**指示 A:** PICOLの終了を伝える本文から、「同社では複数の買取業者を比較」から「られてこない)など悪用される恐れもある。」までの箇所を一字一句違えずに書き写してください。
**指示 B:**
PICOLの終了を伝える本文について、次の問いに答えてください。
(i) PICOLがサービスを開始したのはいつですか。
(ii) PICOLの開発元の会社名は何ですか。
(iii) その会社が以前から展開していた、複数の買取業者を比較できる買取プラットフォームの名前は何ですか。
**指示 C:** PICOLのサービス終了を伝える記事を、最後の文のあとから書き継いでください。

**本文:**
§

ゲームや書籍、CD、DVDなどのバーコードを読み取る(ピコる)だけで即座に現金化できるアプリ「PICOL(ピコル)」。約1年前に紹介したこのサービスが11月をもって終了となった。
PICOLはいわゆる“メディア系商材”に特化した即時買取サービスだ。ゲーム感覚で商品のバーコードをピコり状態を選択すると、すぐに金額の査定が開始。査定後にユーザー情報と集荷日時を登録すればアプリ内のウォレットにお金がたまるというスピード感とお手軽感をウリに、2018年2月よりサービスを開始していた。
「もともとはユーザーが“いかに安心して物を売れる仕組みを作れるか”を模索した結果生まれたサービス」と話すのは、開発元のウリドキネットで代表取締役CEOを務める木暮康雄氏。商品を渡す前に買取金額が確定するようにすることで、買取の不安をなくす狙いがあった。
同社では複数の買取業者を比較してモノを売れる買取プラットフォーム「ウリドキ」を以前から展開していたけれど、モノを売ることに慣れていないユーザーや、スピーディーに手続きを済ませたいユーザーが気軽に使える選択肢を作りたいという考えもあったのだろう。立ち上げの背景などは冒頭で触れた過去の記事でも詳しく紹介している。
ただPICOLに限った話ではないけれど、即時買取サービスは基本的に性善説に基づいたビジネスだ。従来の買取サービスとは接点のなかったユーザーにリーチできる可能性がある一方で、虚偽の申込(査定金額を振り込んだにも関わらず、商品が送られてこない)など悪用される恐れもある。

§

**データ一覧:**
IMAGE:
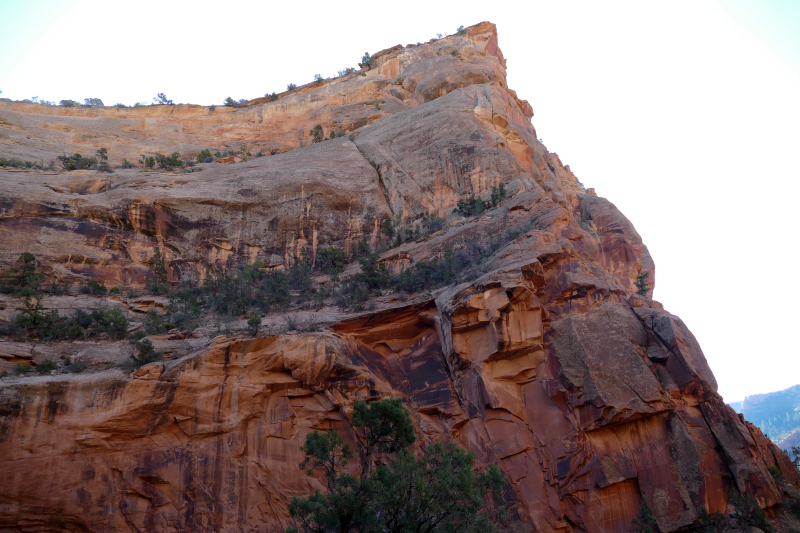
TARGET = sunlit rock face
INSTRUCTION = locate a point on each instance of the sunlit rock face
(588, 395)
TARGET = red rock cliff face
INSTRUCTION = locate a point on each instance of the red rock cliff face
(587, 395)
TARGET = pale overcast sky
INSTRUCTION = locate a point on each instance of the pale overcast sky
(685, 114)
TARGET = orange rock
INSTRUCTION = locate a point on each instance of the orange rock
(544, 361)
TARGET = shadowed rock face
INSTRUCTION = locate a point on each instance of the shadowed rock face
(587, 395)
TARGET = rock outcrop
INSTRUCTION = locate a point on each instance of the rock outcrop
(588, 395)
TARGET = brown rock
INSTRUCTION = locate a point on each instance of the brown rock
(543, 361)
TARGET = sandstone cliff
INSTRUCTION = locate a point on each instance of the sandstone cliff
(588, 395)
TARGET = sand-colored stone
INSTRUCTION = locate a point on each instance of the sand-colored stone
(546, 362)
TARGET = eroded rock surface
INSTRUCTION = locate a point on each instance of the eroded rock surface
(588, 395)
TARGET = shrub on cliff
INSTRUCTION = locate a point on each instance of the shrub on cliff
(317, 133)
(159, 283)
(77, 162)
(22, 276)
(162, 99)
(439, 491)
(331, 260)
(238, 291)
(642, 287)
(80, 325)
(146, 161)
(475, 206)
(367, 60)
(169, 162)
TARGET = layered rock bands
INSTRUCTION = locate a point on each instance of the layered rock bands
(588, 395)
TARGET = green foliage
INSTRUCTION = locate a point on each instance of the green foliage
(470, 207)
(776, 414)
(77, 162)
(317, 133)
(161, 98)
(168, 162)
(253, 325)
(159, 283)
(146, 161)
(475, 206)
(80, 325)
(642, 287)
(19, 163)
(23, 276)
(776, 474)
(46, 366)
(498, 194)
(238, 291)
(332, 260)
(373, 274)
(748, 512)
(383, 427)
(645, 521)
(438, 492)
(427, 274)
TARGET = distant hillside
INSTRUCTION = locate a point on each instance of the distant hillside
(777, 414)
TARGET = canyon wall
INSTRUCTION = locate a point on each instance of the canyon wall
(587, 394)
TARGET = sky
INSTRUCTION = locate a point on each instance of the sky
(685, 114)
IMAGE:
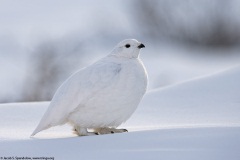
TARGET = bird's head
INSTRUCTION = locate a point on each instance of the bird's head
(128, 48)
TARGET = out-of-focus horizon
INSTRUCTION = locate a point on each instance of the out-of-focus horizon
(43, 42)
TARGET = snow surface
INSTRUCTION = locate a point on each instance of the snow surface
(196, 119)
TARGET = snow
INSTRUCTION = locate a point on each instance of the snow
(195, 119)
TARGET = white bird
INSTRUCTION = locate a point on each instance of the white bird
(101, 96)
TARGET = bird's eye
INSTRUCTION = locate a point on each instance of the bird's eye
(127, 45)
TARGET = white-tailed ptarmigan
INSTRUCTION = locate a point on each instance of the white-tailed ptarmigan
(101, 96)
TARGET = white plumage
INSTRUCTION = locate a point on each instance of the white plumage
(101, 96)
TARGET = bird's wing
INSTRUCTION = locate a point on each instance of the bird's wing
(75, 90)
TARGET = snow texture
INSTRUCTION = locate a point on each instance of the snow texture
(197, 119)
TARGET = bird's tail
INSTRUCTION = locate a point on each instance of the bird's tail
(41, 126)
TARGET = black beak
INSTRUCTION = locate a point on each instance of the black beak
(141, 46)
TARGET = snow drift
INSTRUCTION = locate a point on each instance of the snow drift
(197, 119)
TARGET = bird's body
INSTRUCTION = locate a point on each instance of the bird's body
(100, 96)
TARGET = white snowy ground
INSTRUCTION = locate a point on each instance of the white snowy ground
(196, 119)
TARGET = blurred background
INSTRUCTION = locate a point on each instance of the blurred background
(43, 42)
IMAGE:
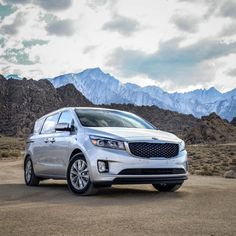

§

**想定解答 A:**
同社では複数の買取業者を比較してモノを売れる買取プラットフォーム「ウリドキ」を以前から展開していたけれど、モノを売ることに慣れていないユーザーや、スピーディーに手続きを済ませたいユーザーが気軽に使える選択肢を作りたいという考えもあったのだろう。立ち上げの背景などは冒頭で触れた過去の記事でも詳しく紹介している。
ただPICOLに限った話ではないけれど、即時買取サービスは基本的に性善説に基づいたビジネスだ。従来の買取サービスとは接点のなかったユーザーにリーチできる可能性がある一方で、虚偽の申込(査定金額を振り込んだにも関わらず、商品が送られてこない)など悪用される恐れもある。

**想定解答 B:**
(i) 2018年2月
(ii) ウリドキネット
(iii) ウリドキ

**想定解答 C:**
実際4月にジラフがスマホの即時買取サービスから撤退した際には「最も高い時で80%が虚偽申込だった」という話も出ていたが、PICOLの場合もピーク時には申込の6割ほどが不正利用だったという。
対策として金額が合意に至ればアプリ上のウォレットにはすぐに入金されるものの、運営側で商品が確認されるまで引き出せない仕組みに変更。試行錯誤しながら運営を続けてきた(一時期虚偽の申込みが約2%まで下がるなど効果は出ていたとのこと)。
それでも悪質なユーザーは一定数存在し「結果的にそのようなユーザーの悪意を刺激してしまうような構造になっているのではないか」(木暮氏)という考えも頭に浮かんだという。経営的な軸でも期待していたほどサービスを伸ばせなかったこともあり、最終的にクローズするという決断に至った。
「前提として自分たちの力不足で目標としていた数字を出せなかった。加えて悪意を断ち切るための方法を考えると、どうしても買取金額を引き出す工程を後ろに持っていかざるを得ない。それではウリドキ本体と差別化が難しく、ウリドキを尖らせた方が優良なユーザーに価値を提供できると考えた」(木暮氏)
PICOLでは買取の依頼を10月17日でストップ。買取金額のやりとりなども含めサービスの提供を11月末で終了している。運営期間中に査定されたアイテムは累計で71万8021点、査定金額は3億5459万6376円に上ったという(実際に買取に至ったアイテム数・金額は非公開)。
即時買取サービス関連ではPICOLや上述したジラフのサービスだけでなくメルカリも「メルカリNOW」を8月に終了。それぞれ背景が異なるので一概には言えないが、「CASH」の登場以降盛り上がっていたこのモデルを、ビジネスとしてしっかり成立させるのは簡単ではないようだ。
なお結果としてPICOLはクローズすることになったけれど、現在ウリドキネットはPICOLで得た知見を基に新しい取り組みを始めている。
商品の名前や状態、写真などを入力するだけでサクッと数社に査定依頼ができる「一括無料査定」機能をウリドキ本体に実装中。今の所はプロトタイプとして運用していて、すでに申込数の増加に繋がっているそう。今後は実際の買取価格に近い金額を即座に出せる仕組みを作ることが目標だ。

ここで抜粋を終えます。